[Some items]
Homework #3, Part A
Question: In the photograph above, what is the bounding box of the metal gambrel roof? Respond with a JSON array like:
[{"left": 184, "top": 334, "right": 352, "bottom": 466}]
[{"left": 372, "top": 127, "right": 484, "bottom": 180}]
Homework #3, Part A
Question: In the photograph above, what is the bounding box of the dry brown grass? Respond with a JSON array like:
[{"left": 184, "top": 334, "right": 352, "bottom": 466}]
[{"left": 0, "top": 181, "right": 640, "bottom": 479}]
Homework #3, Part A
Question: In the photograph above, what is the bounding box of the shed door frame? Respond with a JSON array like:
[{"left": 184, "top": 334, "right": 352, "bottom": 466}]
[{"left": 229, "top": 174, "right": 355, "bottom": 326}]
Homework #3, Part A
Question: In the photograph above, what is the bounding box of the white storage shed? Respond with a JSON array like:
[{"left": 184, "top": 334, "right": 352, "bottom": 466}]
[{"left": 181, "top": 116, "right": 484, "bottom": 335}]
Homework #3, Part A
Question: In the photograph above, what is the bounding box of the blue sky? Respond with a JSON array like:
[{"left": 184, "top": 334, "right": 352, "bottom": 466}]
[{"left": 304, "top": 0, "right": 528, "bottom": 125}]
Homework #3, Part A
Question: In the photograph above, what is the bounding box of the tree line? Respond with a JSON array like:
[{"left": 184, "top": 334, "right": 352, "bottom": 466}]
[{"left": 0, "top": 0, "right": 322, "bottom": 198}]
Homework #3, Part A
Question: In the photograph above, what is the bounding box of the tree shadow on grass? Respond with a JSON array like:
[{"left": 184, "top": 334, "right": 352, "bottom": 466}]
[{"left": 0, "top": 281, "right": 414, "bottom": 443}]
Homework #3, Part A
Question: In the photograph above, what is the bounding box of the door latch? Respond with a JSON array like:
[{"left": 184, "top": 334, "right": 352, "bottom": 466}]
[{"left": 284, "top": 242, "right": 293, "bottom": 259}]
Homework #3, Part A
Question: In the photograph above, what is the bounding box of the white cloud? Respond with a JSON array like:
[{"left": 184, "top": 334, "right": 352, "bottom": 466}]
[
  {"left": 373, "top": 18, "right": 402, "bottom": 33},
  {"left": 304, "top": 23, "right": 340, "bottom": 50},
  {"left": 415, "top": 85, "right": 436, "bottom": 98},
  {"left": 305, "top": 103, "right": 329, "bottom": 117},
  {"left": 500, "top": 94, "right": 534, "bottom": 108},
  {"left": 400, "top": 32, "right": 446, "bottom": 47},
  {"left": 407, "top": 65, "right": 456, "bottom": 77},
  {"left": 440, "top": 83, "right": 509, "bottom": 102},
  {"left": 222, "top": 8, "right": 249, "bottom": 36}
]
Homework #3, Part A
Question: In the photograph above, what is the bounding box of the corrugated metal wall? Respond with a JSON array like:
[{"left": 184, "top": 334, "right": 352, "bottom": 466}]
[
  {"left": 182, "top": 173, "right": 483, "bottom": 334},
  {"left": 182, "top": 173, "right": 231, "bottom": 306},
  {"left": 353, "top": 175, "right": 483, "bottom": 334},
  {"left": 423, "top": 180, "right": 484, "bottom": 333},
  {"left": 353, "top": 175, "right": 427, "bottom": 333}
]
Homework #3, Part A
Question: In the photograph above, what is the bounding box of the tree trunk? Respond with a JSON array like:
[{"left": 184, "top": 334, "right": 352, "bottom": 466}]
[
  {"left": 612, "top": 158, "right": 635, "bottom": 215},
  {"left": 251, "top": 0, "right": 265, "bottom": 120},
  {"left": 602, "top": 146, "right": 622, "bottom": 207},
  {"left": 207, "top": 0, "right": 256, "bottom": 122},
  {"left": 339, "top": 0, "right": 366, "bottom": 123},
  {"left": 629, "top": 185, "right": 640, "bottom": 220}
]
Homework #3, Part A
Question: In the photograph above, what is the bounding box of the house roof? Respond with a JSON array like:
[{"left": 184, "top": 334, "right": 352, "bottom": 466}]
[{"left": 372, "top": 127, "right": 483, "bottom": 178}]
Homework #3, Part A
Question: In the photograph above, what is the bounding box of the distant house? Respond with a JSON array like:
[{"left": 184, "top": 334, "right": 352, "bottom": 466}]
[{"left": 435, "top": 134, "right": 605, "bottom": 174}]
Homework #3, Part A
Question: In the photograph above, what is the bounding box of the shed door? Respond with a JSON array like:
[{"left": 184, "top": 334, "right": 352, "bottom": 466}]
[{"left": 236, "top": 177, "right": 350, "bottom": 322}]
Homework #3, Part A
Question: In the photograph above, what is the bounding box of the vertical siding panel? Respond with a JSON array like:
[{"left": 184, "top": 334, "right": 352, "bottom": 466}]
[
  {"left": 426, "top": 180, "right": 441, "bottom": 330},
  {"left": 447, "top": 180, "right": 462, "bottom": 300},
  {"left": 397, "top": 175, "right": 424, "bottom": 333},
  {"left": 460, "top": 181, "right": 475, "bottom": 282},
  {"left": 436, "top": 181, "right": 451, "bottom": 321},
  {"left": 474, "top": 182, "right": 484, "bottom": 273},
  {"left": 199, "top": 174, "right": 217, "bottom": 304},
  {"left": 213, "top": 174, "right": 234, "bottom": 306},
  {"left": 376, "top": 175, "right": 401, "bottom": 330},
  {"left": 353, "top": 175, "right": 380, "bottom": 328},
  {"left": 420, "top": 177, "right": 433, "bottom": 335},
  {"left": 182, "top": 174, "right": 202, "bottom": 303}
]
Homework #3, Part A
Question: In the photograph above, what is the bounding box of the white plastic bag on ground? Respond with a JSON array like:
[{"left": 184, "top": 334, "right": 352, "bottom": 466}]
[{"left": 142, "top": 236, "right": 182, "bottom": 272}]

TASK BRIEF = Select every line of the items above that contains the word "door", matching case exactly.

OUTPUT BELOW =
Question: In the photograph above, what is the bounding box of the shed door frame? Respond with a JSON array like:
Question: In the photograph above, what is the bounding box of the door latch? Respond with a JSON array like:
Question: In the photograph above, what is the bounding box of the shed door? Respond with a JSON array like:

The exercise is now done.